• Tasks to carry out
a - Using the article on slow change, answer these questions:
(i) What Japanese term does the article give for "death from overwork"?
(ii) In which two countries does the article say hours worked are climbing?
(iii) At which institution is Eric Abrahamsom placed?
b - Recast the paragraph of the article on slow change that begins "Leading the way in the slower life" as a short bulleted list that keeps its main facts.
c - Proceed with the article on slow change, beginning after its final sentence.

• Study text
Saturday, February 19, 2005

Lasting Change with Slow Churn

"I want a culture change by Monday" now has competition--the slow movement. Slow food, slow cities, and slow living have caught the imaginations of millions worldwide. The creative destruction of downsizings and top down change management have not paid off in greater productivity. People are stressed out from too much change too fast. Despite the zeal and impassioned pleas of well meaning leaders, continual disruption has led to organizational paralysis and demotivated workforces. Enough already! Slow change is now embracing our imaginations as an idea whose time has finally come.

Leading the way in the slower life are the Japanese, reformed workaholics. After experiencing a high rate of "death from overwork" (karoshi) in the latter part of the 20th century, the Japanese, according to a recent OECD study, have significantly reduced hours worked per capita among people of working age without sacrificing productivity. In Canada and the United States, the hours are climbing. We haven't reached the heights of the Japanese during their darkest hours of overwork but the alarm bells are ringing.

"Repetitive change syndrome" as coined by Eric Abrahamsom at Columbia Business School in New York, is diverting employees attention from focussing on customers to "stick-handling" demands from the top for business process improvements. The "changeaholic" workplace is proving to be devastating to morale and employee health. As for all manner of living things, too much change may be pushing us to the edge of our biological tolerance.

• Exercise data

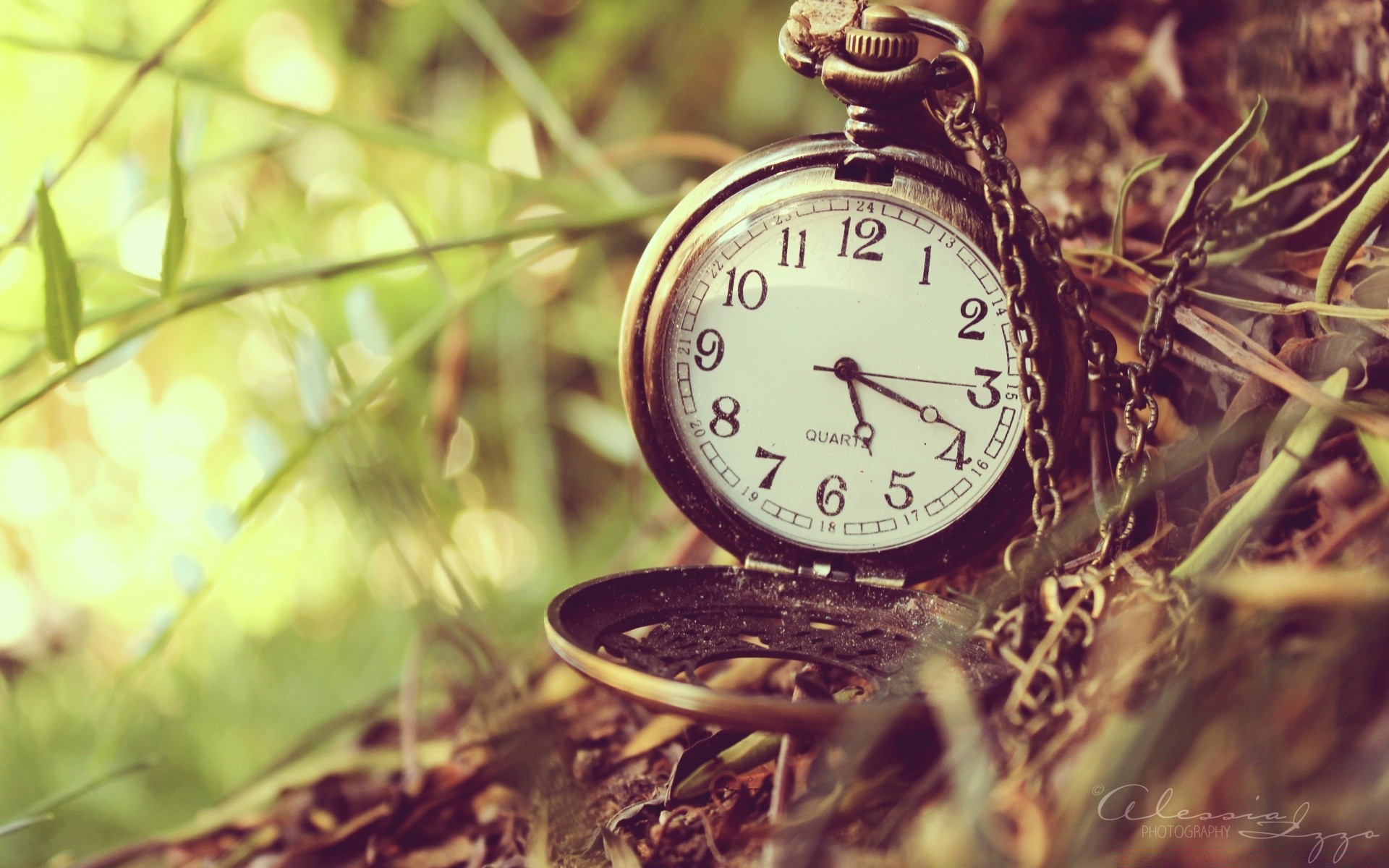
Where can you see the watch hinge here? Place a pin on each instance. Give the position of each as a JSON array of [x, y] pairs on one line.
[[823, 570], [765, 564], [883, 579]]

• Set of answers
a -
(i) Karoshi.
(ii) Canada and the United States.
(iii) Columbia Business School in New York.

b -
- The Japanese, described as reformed workaholics, are leading the way in the slower life.
- In the latter part of the 20th century, Japan had a high rate of "death from overwork" (karoshi).
- According to a recent OECD study, Japan has since significantly reduced hours worked per capita among people of working age without sacrificing productivity.
- In Canada and the United States, hours are climbing. They have not reached Japan's worst levels of overwork, but the alarm bells are ringing.

c -
The better approach is more organic and evolutionary--small scale change that leads to large scale adaption. Ontherwards, let the little experiments happen. See what works and then scale up. For example, principal Wayne Copp at Toronto's Baycrest School noticed students from low income families were falling behind in their reading ability particularly over the summer holidays. He solved the problem by setting up a summer literacy camp. His Board of Education took notice of the successful results and eventually rolled the idea across the city.

Wayne's intuitive sense of acting on an issue embodies an emerging awareness among great "change leaders". Don't try to change the world all at once. Find a solution to an immediate problem. Let the change sink in. Strike a balance between change and stability. Pace change. Counterbalance it with periods of rest to allow people to adapt systems and structures to the current new way.

Abrahamson adds: Go to your corporate "basement" and check out what you've got that can be recombined and redeployed to meet new environmental needs. Rather than "creating, inventing or purchasing something new", shift talented people into parts of the organization where their expertise is better suited to the new strategy. Instead of slashing and burning, "tinker, fiddle, jury-rig, bootstrap, cobble together and patch your way to effective change". "Change without pain".

Emerging research on change in organizations indicates that small changes reap massive performance increases. It mimics evolution in life itself. We are physiologically resilient. We are cautious in testing new territory. But after some experimentation and with proof of solid results, we move forward with gusto.

The slow movement is our natural response to being overwhelmed by waves of change without rest in-between. We can live better in an organization and produce outstanding results if we deal with the rush to change by slowing down. But at times slowing down may not always be the answer as the slow philosophy embraces doing everything at the right speed. It is a nuanced challenge for leaders.